[TAREFA] Reproduza, sem qualquer alteração, o trecho do texto sobre o dia de missão cumprida que vai de "Não. Não corri" até "fossem. Nada disso.".

[TEXTO PARA LER]
Não. Não corri uma maratona, nem uma meia nem sequer cheguei à meta de uma prova curta. Nem fiz um treino longo nem sequer um curto. Nem suei que nem uma égua a exercitar-me entre quatro paredes nem nadei que nem um golfinho durante horas seguidas, ou minutos que fossem. Nada disso.

Ainda assim, chego à noite e tenho a inequívoca sensação de missão cumprida. Aquela que os bloguistas (onde eu me incluo evidentemente) enaltecem e valorizam sobremaneira cada vez que saem para a rua e fazem um treino de 30 minutos ou de 2h30m, ou mesmo sem sair de casa fazem 300 abdominais e 20 séries de levantamentos de pesos, e depois ainda suados, correm para o computador e escrevem: “Missão cumprida”. Hoje, sem ter feito nada disso, escrevo também sem qualquer dúvida: “mais um dia de Missão Cumprida!”

Hoje, eu só coloquei o despertador um nadinha mais cedo que o habitual pois tinha deixado a máquina da roupa a trabalhar e queria deixá-la estendida antes de sair para o trabalho. Assim fiz, tomei duche, vesti-me, despertei a filhota com muitos beijinhos, preparei o lanche dela e o meu acrescido de almoço. De seguida o pequeno almoço, pão de sementes torrado com manteiga e queijo para ela, e leite com chocolate. Para mim café com leite e pão seco, que o queijo e a manteiga é preciso fazer render, e o meu corpo já tem reservas a mais.

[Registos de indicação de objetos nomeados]
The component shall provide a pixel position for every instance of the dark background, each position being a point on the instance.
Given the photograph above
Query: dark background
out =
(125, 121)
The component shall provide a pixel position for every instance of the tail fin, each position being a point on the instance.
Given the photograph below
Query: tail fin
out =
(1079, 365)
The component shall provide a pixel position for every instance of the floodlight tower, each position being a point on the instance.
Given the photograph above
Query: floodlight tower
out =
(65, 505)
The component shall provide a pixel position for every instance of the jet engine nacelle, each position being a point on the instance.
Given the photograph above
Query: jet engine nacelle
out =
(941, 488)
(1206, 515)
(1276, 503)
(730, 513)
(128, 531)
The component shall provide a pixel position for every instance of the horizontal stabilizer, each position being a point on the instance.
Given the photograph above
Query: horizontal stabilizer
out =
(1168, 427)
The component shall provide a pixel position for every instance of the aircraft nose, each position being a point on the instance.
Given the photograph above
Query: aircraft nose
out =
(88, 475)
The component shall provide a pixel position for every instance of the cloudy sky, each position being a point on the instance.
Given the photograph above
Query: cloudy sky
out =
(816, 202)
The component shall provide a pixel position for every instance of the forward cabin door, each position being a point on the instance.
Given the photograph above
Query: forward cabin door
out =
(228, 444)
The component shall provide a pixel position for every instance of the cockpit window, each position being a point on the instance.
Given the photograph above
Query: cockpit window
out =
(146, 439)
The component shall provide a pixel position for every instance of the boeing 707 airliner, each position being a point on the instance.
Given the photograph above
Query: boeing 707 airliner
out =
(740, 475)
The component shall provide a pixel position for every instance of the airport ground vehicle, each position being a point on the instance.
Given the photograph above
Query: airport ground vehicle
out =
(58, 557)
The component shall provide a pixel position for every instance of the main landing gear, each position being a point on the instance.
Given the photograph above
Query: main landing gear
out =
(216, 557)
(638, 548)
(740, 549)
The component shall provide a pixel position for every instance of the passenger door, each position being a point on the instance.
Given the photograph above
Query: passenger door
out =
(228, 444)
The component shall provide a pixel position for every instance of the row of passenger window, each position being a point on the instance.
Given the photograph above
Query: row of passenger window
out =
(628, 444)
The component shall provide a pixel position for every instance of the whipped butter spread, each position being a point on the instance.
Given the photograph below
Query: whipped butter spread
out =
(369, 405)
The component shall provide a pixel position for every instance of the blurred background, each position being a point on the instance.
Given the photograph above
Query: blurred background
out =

[RESPOSTA]
Não. Não corri uma maratona, nem uma meia nem sequer cheguei à meta de uma prova curta. Nem fiz um treino longo nem sequer um curto. Nem suei que nem uma égua a exercitar-me entre quatro paredes nem nadei que nem um golfinho durante horas seguidas, ou minutos que fossem. Nada disso.